══ Source document
Saturday, July 29, 2023

Calamity Jane, the movie musical (1953)

 Hi there


Last week, I went to the Roxy in Miramar, Wellington, to see the old movie musical "Calamity Jane". starring Doris Day and Howard Keel.  I had seen it lots of times before and loved it.   I also know that Doris Day had been miffed that she'd never got the lead role in "Annie Get Your Gun" so her studio had written "Calamity Jane" especially for her.

It shows.  This movie is truly a knock=off of "Annie Get Your Gun". Some songs could even have been considered replicas from that movie.  "I Can Do Without You" appeared to be a copy of "Anything You Can Do I Can Do Better" from  "Annie Get Your Gun".  When Day was singing about how she "just blew into the windy city...",  I realised that I was confusing it with "Everything's up-to-date in Kansas City" from the 1940s stage musical  (movie 1955) of "Oklahoma!"  Looks like the writers cribbed from several shows.

Still...  the songs, by themselves, stood up pretty well, considering the movie was - what? - about 70 years old.  

The rest of the movie was... cringeworthy..   The second I got home, I went straight to my DVD collection (which has laid dorment for about ten years) and got rid of  "Calamity Jane". 

Calamity shoots to kill "Redskins" and "Injuns".  She's riding shotgun on top of a stagecoach,  I mean, come on, these native Americans are on horses, and with mostly lances and spears; how much of a chance do they honestly have against Calamity's deadeye aim?

In another scene Wild Bill Hickock (Howard Keel) dresses up as a squaw with a papoose on his back (a bit of a copycat scene from "Annie Get Your Gun" where a dressed-up Betty Hutton sings "'I'm an Indian too").  Later on, Doris Day gets spooked by a drugstore wooden "Injun" and draws her guns, much to the amusement of the townspeople.
════
══ Source data
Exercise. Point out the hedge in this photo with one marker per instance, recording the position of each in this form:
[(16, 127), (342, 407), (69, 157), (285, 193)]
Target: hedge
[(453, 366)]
════
▸ **To do**
• a. Reproduce the Calamity Jane review verbatim, covering everything from "It shows.  This" down to "70 years old.".
• b. Please pick up the Calamity Jane review after its final sentence and keep writing it.
The lines above are separate material from the Calamity Jane review.

▸ **Responses per task**
• a.
It shows.  This movie is truly a knock=off of "Annie Get Your Gun". Some songs could even have been considered replicas from that movie.  "I Can Do Without You" appeared to be a copy of "Anything You Can Do I Can Do Better" from  "Annie Get Your Gun".  When Day was singing about how she "just blew into the windy city...",  I realised that I was confusing it with "Everything's up-to-date in Kansas City" from the 1940s stage musical  (movie 1955) of "Oklahoma!"  Looks like the writers cribbed from several shows.

Still...  the songs, by themselves, stood up pretty well, considering the movie was - what? - about 70 years old.

• b.
Sidebar:  I came across a replica life-size sculpture at a candy franchise store in Hollywood about eight years ago.  Instead of feathers in his headdress, he had candy sticks.  I was so horrified I wrote a scathing review about the place.  When I went back to the store a couple of years later, the wooden sculpture was gone.

In "Calamity Jane", the backgrounds were obviously studio settings.  Even when the settings were 'outside', the areas were pristine and perfect, as were the stars themselves.  Day rolled up in perfectly pressed trousers and a modern persil-white blouse that I don't believe would ever have been worn by a pioneer woman in the untamed wild west.

Okay, the scene where the movie extras were singing about "The Black Hills of Dakota" as, maybe, a dozen of them sat on a hayride cart was very cliche, but it might not have been so cliche in the nineteen-fifties, so I'll try to excuse that...

During the last few minutes when Day and Keel were having a love-conversation, the script was absymal.  I was embarrassed.

I was equally embarrassed over the film's characters waxing about "A Woman's Touch".  Day floated around dusting, cleaning, cooking, and singing the song.  And the phrase was mentioned over and over during the second half of the movie.  So ... Day changed from a sharp-shooting buckskin-wearing tomboy into a subservient female with "A Woman's Touch", and Wild Bill fell for her (shades of Sandy in "Grease" who also changed for her man)?  Cringe-cringe-cringe.

I did spot an 'easter egg':  At one stage, Day is singing the  line "By the light of the Silvery Moon".  "By the light of the Silvery Moon" was also a stand-a!one song and movie starring Day.

It's been said to never go back to a movie you loved when you were young.  I think this saying could be right.  The times change, as do we....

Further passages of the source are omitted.